# [Work order]
The entries below must be copied exactly as they are.

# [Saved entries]
------------------------------------------------
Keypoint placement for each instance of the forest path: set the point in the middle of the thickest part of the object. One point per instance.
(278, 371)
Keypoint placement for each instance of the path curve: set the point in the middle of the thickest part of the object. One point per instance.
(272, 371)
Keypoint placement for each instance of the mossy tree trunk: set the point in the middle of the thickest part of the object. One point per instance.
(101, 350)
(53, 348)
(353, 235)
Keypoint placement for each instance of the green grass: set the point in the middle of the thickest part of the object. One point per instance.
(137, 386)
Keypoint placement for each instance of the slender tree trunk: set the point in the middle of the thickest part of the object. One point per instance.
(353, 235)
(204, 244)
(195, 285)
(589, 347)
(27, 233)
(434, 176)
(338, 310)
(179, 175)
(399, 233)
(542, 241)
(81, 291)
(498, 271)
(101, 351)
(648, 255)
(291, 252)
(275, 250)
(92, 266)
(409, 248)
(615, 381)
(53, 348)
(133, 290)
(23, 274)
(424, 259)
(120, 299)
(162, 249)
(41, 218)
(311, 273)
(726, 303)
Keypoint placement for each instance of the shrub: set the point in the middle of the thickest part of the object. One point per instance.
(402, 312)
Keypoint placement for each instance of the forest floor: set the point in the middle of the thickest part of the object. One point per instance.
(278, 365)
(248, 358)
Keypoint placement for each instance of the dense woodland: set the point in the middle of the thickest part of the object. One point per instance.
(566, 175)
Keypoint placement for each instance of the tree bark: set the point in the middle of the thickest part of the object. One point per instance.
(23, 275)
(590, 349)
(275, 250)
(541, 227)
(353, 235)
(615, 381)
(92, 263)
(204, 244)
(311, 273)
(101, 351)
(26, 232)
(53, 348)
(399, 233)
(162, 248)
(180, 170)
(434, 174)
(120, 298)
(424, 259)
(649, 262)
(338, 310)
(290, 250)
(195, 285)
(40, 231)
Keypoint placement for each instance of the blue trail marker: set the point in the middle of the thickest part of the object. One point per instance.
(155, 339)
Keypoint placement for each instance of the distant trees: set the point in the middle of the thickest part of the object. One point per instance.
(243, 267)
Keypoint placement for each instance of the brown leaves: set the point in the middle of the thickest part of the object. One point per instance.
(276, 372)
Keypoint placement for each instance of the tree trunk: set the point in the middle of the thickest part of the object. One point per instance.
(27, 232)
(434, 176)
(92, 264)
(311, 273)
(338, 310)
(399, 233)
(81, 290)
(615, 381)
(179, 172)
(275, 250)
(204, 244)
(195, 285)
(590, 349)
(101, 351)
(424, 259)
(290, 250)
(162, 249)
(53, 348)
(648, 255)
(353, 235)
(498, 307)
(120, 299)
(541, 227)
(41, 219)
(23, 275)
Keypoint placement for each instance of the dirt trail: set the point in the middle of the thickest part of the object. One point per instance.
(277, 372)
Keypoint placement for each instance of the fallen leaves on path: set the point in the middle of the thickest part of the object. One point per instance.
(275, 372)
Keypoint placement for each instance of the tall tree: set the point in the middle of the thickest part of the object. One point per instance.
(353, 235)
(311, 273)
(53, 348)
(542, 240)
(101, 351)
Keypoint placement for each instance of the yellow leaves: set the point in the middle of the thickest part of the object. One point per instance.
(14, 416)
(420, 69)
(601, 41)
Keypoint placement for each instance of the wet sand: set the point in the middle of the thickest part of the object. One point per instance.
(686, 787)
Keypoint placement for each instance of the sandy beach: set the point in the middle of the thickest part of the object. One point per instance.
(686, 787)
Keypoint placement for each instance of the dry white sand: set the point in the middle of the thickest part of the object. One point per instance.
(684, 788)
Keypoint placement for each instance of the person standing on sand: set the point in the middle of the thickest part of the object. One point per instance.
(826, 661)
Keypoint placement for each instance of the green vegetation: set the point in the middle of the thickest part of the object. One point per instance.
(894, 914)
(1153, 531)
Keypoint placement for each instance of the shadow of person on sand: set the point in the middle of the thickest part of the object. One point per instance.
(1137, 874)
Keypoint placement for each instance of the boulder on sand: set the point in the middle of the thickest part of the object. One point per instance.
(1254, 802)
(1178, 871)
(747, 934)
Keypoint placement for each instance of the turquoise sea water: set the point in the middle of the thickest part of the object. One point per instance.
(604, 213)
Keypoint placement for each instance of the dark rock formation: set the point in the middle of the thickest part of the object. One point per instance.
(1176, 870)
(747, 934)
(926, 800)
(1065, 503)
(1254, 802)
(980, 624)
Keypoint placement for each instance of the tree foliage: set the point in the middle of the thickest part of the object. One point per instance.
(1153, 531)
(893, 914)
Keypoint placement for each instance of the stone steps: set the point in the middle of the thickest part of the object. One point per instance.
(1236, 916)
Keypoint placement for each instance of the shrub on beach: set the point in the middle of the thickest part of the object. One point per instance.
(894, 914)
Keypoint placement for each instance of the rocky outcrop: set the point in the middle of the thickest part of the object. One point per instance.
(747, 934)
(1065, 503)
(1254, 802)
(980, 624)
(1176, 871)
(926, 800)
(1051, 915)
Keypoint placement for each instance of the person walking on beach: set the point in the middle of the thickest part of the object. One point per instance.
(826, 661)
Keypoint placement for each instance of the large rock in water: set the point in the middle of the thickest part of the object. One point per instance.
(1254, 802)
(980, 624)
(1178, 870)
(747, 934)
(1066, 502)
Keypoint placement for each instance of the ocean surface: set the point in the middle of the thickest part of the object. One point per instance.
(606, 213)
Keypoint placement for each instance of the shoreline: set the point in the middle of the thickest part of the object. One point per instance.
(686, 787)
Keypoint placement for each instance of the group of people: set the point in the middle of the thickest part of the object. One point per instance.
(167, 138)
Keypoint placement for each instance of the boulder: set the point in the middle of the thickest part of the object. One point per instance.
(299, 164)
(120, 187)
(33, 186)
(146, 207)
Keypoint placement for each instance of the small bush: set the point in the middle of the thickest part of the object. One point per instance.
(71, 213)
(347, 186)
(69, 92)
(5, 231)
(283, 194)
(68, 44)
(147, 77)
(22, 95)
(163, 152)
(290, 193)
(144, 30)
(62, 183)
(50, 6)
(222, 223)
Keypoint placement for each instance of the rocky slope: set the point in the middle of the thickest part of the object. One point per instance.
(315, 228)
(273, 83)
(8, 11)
------------------------------------------------
# [Written answer]
Keypoint placement for each instance of the forest path: set the point in the middle of the thickest part of the object. One point per instance.
(278, 371)
Keypoint placement for each instance of the path curve: set the point in the middle of the thickest part of the object. One point per instance.
(272, 371)
Keypoint placement for each instance of the mossy tree trunk: set the point in the middle of the thickest part of the object. One point per instance.
(101, 350)
(53, 348)
(353, 235)
Keypoint placement for each instance of the green grass: set the point in the middle of the thickest part of the object. One point per instance.
(137, 386)
Keypoint placement for each instance of the slender tree trunk: set the point in the middle of the thickest part of the object. One point per instance.
(353, 235)
(204, 244)
(195, 285)
(589, 347)
(27, 233)
(434, 176)
(338, 310)
(179, 175)
(399, 233)
(542, 241)
(81, 291)
(498, 271)
(101, 351)
(648, 255)
(291, 252)
(275, 250)
(92, 266)
(409, 248)
(615, 381)
(53, 348)
(133, 290)
(23, 274)
(424, 259)
(120, 299)
(162, 249)
(41, 218)
(311, 273)
(726, 303)
Keypoint placement for each instance of the shrub: set the point in the middle of the thickest part of the object. One point per instance.
(402, 312)
Keypoint placement for each instance of the forest floor: set the point in the middle of the thickest part of the object. One point per instance.
(278, 365)
(248, 358)
Keypoint placement for each instance of the dense woodland: set the point in the middle of the thickest part of the object. One point per instance.
(566, 175)
Keypoint placement for each instance of the tree bark: set the point in the middle of the thickest part of the object. One point per instance.
(23, 275)
(590, 349)
(275, 250)
(541, 227)
(353, 235)
(615, 381)
(92, 263)
(204, 244)
(311, 273)
(101, 351)
(26, 232)
(53, 348)
(399, 233)
(162, 248)
(180, 170)
(434, 174)
(120, 298)
(424, 259)
(649, 262)
(338, 310)
(290, 250)
(195, 285)
(40, 231)
Keypoint placement for each instance of the blue trail marker: set the point in the middle of the thickest part of the object. One point per instance.
(155, 339)
Keypoint placement for each instance of the distant trees: set the point in the middle of the thickest part of the object. One point per instance.
(243, 267)
Keypoint placement for each instance of the brown leaves: set the point in the middle of the thickest part of the object. One point per instance.
(276, 372)
Keypoint placement for each instance of the tree trunk: set the point in the middle of the thickest part of the object. One point per instance.
(27, 232)
(434, 176)
(92, 264)
(311, 273)
(338, 310)
(399, 233)
(81, 290)
(615, 381)
(179, 172)
(275, 250)
(204, 244)
(195, 285)
(590, 349)
(101, 351)
(424, 259)
(290, 250)
(162, 249)
(53, 348)
(648, 255)
(353, 235)
(498, 307)
(120, 299)
(541, 227)
(41, 219)
(23, 275)
Keypoint placement for each instance of the dirt trail: set the point in the middle of the thickest part of the object. One point per instance.
(277, 372)
Keypoint placement for each instance of the fallen leaves on path: set the point in the middle of the thickest part of the object. One point per instance.
(275, 372)
Keypoint placement for each instance of the tall tree: set the point in the middle of the thickest part of the object. One point per instance.
(353, 235)
(311, 273)
(53, 348)
(542, 240)
(101, 351)
Keypoint placement for each instance of the yellow leaves: set the point in the middle of the thickest part of the object. One point per instance.
(14, 416)
(420, 69)
(601, 41)
Keypoint placement for each instance of the wet sand: set the point in the middle of the thickest part of the object. One point per instance.
(686, 787)
Keypoint placement for each instance of the sandy beach: set the point in the middle of the thickest part of the object. One point per instance.
(686, 787)
Keypoint placement for each instance of the dry white sand: set the point in the middle of the thickest part of the object. One point per instance.
(684, 788)
Keypoint placement for each instance of the person standing on sand: set the point in the middle of the thickest part of the object. One point per instance.
(826, 661)
Keypoint placement for each instance of the green vegetation: set the point in the middle of the thickest part of the object. One point per instance.
(894, 914)
(1153, 531)
Keypoint placement for each instance of the shadow of person on sand: set the point in the middle of the thickest part of the object. One point per instance.
(1137, 874)
Keypoint placement for each instance of the boulder on sand: set the point in the middle of the thickest part of the object. One point per instance.
(1254, 802)
(1178, 871)
(747, 934)
Keypoint placement for each instance of the turquoise sea water: set the point in the middle of the thickest part of the object. One point per instance.
(604, 213)
Keypoint placement for each instance of the dark rock formation: set the point in the middle of the thickest part of the object. One point per instance.
(1176, 870)
(747, 934)
(926, 800)
(1065, 503)
(1254, 802)
(980, 624)
Keypoint placement for each instance of the tree foliage: set the point in the middle of the thickest part of the object. One point per instance.
(1153, 531)
(893, 914)
Keypoint placement for each instance of the stone steps: set the point in the middle of the thickest part of the object. One point per instance.
(1236, 916)
Keypoint placement for each instance of the shrub on beach: set the point in the middle of the thickest part of the object. One point per instance.
(894, 914)
Keypoint placement for each instance of the rocky outcrop: set the point in the middle of the thickest part of the object. One point per instance.
(747, 934)
(1065, 503)
(1254, 802)
(980, 624)
(1176, 871)
(926, 800)
(1051, 915)
Keypoint placement for each instance of the person walking on beach: set the point in the middle of the thickest part of the object. One point per instance.
(826, 661)
Keypoint placement for each instance of the large rock in water: set the point in the middle of the thickest part of the object. One point per instance.
(1254, 802)
(980, 624)
(1178, 870)
(747, 934)
(1066, 502)
Keypoint placement for each instance of the ocean surface: set the point in the middle of the thickest part of the object. One point per instance.
(606, 213)
Keypoint placement for each instance of the shoreline: set the point in the middle of the thickest part of the object. One point per instance.
(686, 787)
Keypoint placement for each instance of the group of people: set the point in the middle of the thickest part of the object. One point per instance.
(167, 138)
Keypoint placement for each instance of the boulder: set the point in the middle of the thickest part of the object. One point per instance.
(299, 164)
(120, 187)
(33, 186)
(146, 207)
Keypoint placement for each instance of the small bush: set the point in the middle of the thickest part of the object. One point per instance.
(71, 213)
(347, 186)
(69, 92)
(5, 231)
(283, 194)
(68, 44)
(147, 77)
(22, 95)
(163, 152)
(290, 193)
(144, 30)
(62, 183)
(50, 6)
(222, 223)
Keypoint placement for each instance of the rocky slope: set the point in the middle of the thickest part of the object. One point per instance.
(315, 228)
(273, 83)
(8, 11)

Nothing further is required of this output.